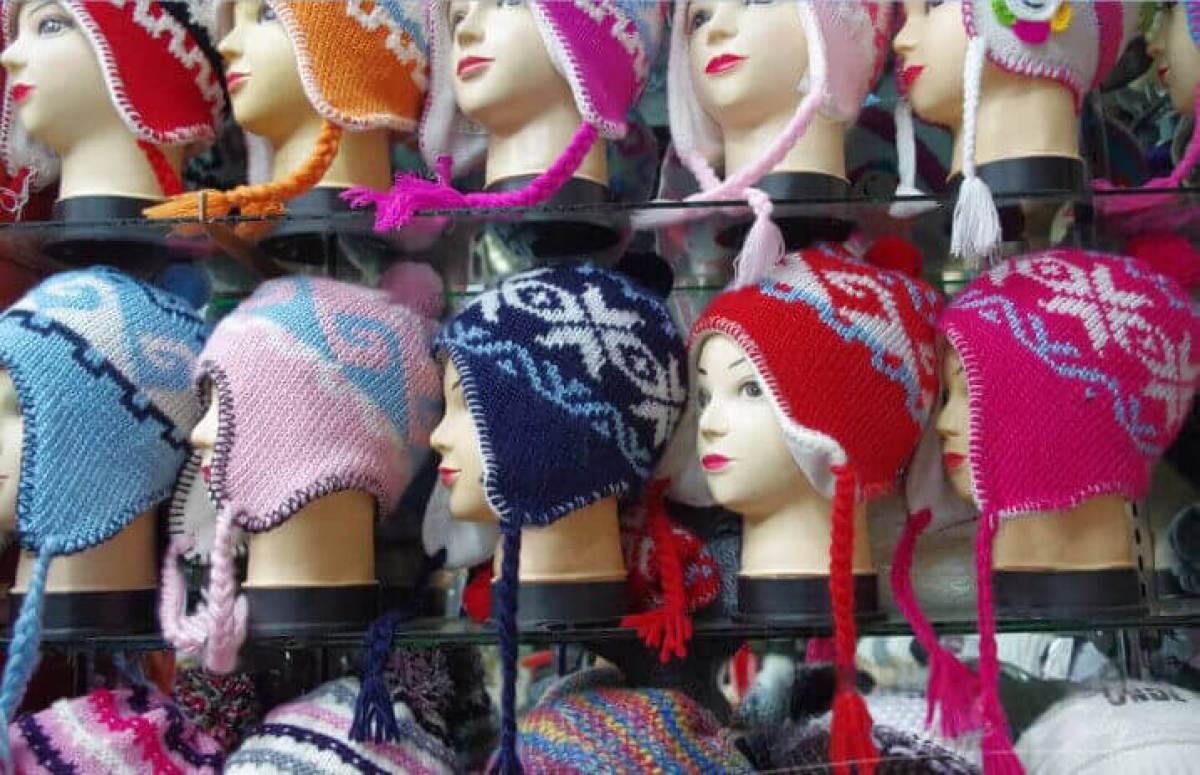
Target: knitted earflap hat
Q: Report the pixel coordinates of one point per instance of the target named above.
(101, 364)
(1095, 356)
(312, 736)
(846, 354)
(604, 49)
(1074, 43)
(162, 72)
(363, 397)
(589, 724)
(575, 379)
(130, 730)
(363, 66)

--

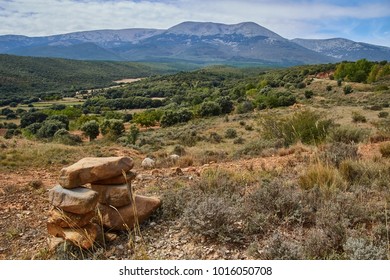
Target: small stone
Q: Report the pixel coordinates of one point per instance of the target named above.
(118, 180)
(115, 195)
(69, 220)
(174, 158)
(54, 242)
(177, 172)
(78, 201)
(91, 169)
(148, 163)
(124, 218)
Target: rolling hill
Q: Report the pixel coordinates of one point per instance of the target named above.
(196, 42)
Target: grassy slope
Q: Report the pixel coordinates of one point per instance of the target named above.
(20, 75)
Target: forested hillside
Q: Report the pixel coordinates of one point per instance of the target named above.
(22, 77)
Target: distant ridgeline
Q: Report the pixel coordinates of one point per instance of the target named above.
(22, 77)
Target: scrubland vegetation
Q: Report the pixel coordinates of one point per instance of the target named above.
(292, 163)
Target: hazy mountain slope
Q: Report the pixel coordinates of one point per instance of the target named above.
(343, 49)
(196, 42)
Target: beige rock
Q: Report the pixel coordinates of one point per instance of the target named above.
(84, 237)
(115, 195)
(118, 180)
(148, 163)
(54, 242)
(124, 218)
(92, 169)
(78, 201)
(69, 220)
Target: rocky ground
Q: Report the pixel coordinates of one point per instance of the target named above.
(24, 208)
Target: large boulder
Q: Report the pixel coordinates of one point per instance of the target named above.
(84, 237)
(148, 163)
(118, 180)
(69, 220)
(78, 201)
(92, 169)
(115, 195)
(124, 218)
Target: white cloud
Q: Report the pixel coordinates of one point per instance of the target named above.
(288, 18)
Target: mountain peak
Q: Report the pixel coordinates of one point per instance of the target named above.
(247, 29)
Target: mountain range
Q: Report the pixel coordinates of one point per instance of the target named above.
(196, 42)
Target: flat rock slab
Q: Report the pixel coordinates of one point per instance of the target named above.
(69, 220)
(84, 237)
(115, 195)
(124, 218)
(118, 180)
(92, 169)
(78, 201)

==

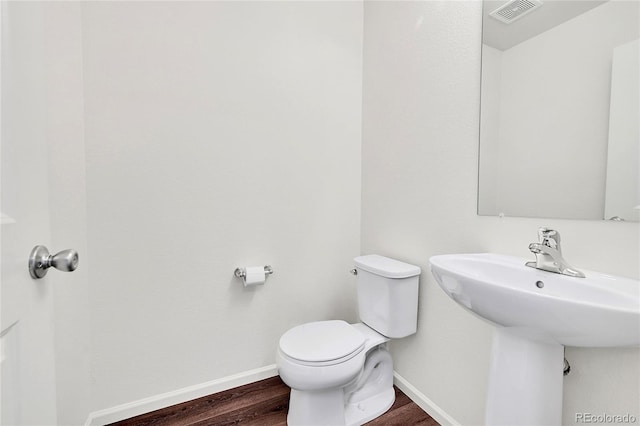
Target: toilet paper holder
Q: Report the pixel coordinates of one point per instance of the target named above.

=== What you will do ===
Within the records above, work out on how many lines the string "slope" appears, and give only that number.

=== Your response ===
2